WHAT YOU HAVE TO DO
Write out each line of the material below exactly as given.
*** EXTRACTED ENTRIES ***
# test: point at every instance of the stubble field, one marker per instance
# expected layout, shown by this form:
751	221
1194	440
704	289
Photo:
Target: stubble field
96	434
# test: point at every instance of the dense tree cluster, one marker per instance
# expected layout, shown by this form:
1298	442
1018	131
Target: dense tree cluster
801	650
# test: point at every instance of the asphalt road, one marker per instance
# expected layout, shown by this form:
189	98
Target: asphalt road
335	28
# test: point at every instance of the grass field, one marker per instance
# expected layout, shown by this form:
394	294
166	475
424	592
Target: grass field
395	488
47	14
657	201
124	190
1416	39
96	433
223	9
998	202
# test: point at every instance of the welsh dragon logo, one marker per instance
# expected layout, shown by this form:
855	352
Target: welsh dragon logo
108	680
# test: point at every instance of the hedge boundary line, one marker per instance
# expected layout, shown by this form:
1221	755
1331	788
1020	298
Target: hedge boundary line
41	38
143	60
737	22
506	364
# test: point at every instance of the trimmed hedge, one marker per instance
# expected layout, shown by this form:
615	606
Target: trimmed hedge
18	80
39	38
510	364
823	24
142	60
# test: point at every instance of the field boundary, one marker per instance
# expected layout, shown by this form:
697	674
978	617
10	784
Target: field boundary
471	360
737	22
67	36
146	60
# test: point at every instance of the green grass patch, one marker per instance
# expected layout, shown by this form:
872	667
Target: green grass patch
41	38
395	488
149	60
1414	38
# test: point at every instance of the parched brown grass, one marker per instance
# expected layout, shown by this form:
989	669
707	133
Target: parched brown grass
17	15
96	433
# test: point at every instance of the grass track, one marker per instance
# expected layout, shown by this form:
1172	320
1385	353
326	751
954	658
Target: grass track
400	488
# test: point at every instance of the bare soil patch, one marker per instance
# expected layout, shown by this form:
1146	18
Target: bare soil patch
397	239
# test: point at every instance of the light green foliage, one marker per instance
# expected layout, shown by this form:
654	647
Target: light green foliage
***
OUTPUT OF THE TASK
# test: point at every instance of the stubble field, one marker per instance
# expected layout, shown by this form:
751	221
1194	440
704	289
Photo:
Target: stubble field
96	434
# test: point at every instance of the dense tree cluster, one marker per instance
# expected layout, shown by this form:
1298	442
1018	131
Target: dense tree cluster
801	650
# test: point at every instance of the asphalt road, one marker per instance
# expected layout, shown by this form:
189	98
Target: asphalt road
335	28
# test: point at every instance of the grass field, one marker per instance
# expected layout, shown by this form:
394	294
166	475
424	592
Target: grass field
395	488
47	14
657	201
124	190
1416	39
96	433
223	9
998	202
# test: point at every instance of the welsh dragon logo, one marker per instance
# expected layout, shown by this form:
855	352
Target: welsh dragon logo
108	680
# test: point at every instance of the hedge boundary line, one marker per instance
# expected layout, shown by this form:
1221	755
1331	788
1020	298
Target: hedge boundary line
41	38
143	60
737	22
506	364
# test: point at every instance of the trimmed hedge, one marker per instance
# expected layout, shown by this form:
615	606
Target: trimmed hedge
18	80
39	38
510	364
823	24
142	60
# test: point at every instance of the field boundary, one marker per instance
# expected layout, shown by this form:
697	674
978	617
10	784
Target: field boundary
471	360
737	22
67	36
146	60
# test: point at every instance of the green grass patch, one marker per instance
# expected layout, shown by this form:
872	667
Target: green grass patch
41	38
395	488
149	60
1414	38
# test: point at every instance of the parched brown grass, one marker per instance
# expected layout, shown by this form:
989	669
707	133
Target: parched brown grass
17	15
96	433
# test: point at every instance of the grass track, one marker per instance
# expected layout, shown by this form:
1172	320
1385	353
326	751
954	658
Target: grass track
400	488
# test: point at every instance of the bare soil patch, one marker per instance
# expected layout, shown by this form:
1146	18
Target: bare soil patch
397	239
# test: point at every instance of the light green foliage, one marker per instance
# expected layout, shown by this form:
654	647
Target: light green foliage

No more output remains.